_Exercise objective_
Make an exact copy of the entries below.

_Record list_
··········

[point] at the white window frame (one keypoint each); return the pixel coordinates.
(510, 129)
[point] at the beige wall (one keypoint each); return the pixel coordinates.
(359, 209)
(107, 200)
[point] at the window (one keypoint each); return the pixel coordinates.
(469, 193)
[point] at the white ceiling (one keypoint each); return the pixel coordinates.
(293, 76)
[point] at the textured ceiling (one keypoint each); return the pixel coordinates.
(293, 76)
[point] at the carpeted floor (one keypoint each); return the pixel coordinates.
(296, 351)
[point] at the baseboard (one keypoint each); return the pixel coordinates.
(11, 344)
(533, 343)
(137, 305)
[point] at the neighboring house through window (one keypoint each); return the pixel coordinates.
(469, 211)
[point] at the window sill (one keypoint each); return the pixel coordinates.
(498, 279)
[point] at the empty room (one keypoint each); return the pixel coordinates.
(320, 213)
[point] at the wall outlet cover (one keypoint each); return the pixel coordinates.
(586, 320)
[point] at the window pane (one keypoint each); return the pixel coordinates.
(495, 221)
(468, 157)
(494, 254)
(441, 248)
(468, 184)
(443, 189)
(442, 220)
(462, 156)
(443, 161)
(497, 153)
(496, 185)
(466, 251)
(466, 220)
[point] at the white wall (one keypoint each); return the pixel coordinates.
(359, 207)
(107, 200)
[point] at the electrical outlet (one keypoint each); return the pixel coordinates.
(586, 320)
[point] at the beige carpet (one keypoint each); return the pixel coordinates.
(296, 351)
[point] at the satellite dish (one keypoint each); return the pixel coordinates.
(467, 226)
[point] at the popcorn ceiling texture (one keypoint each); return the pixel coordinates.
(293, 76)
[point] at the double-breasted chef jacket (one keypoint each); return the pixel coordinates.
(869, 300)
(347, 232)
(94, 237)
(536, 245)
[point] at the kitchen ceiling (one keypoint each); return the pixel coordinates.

··········

_Written answer_
[point] at the white window frame (one keypoint each); return the pixel coordinates.
(510, 129)
[point] at the beige wall (one keypoint each); return the pixel coordinates.
(359, 209)
(107, 200)
[point] at the window (one keypoint each); return the pixel coordinates.
(469, 193)
[point] at the white ceiling (one keypoint each); return the pixel coordinates.
(293, 76)
[point] at the textured ceiling (one keypoint each); return the pixel coordinates.
(293, 76)
[point] at the carpeted floor (one keypoint each); return the pixel coordinates.
(296, 351)
[point] at the baseboard (one keypoint each); return the pixel coordinates.
(11, 344)
(533, 343)
(137, 305)
[point] at the neighboring house through window (one keypoint each); return the pixel coordinates.
(469, 211)
[point] at the window sill (one keypoint each); return the pixel coordinates.
(498, 279)
[point] at the empty room (one keypoint each); return the pixel coordinates.
(320, 213)
[point] at the wall outlet cover (one keypoint each); return the pixel coordinates.
(586, 320)
[point] at the window pane (one keypoint each); return the pixel coordinates.
(495, 221)
(468, 157)
(494, 254)
(441, 248)
(468, 184)
(443, 189)
(442, 220)
(462, 156)
(443, 161)
(497, 153)
(496, 185)
(466, 251)
(466, 220)
[point] at the white wall (one keypoint each); return the pixel coordinates.
(359, 207)
(107, 200)
[point] at the electrical outlet (one keypoint each); return the pixel coordinates.
(586, 320)
[point] at the beige carpet (one keypoint each); return the pixel coordinates.
(296, 351)
[point] at the satellite dish (one keypoint each); return the pixel coordinates.
(467, 226)
[point] at the popcorn ceiling texture (one keypoint each); return the pixel coordinates.
(293, 76)
[point] at the double-breasted chef jacket (one keypoint each); return the pixel coordinates.
(869, 300)
(347, 232)
(94, 237)
(536, 245)
[point] at the kitchen ceiling (one keypoint each); return the pixel coordinates.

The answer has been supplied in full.